**Task prompt:** Count the lines in the material below that contain the word "shaped", and reply with the number alone.

**Data for this task:**
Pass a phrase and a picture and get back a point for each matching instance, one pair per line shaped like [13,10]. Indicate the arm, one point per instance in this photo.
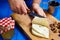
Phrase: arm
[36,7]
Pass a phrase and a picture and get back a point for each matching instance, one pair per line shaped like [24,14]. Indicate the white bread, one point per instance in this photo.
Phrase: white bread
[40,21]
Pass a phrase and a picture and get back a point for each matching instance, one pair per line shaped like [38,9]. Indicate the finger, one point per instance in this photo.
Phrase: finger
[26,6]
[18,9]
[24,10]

* * *

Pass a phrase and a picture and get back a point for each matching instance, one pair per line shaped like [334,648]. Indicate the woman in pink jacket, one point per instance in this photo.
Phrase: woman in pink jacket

**Complete answer:** 4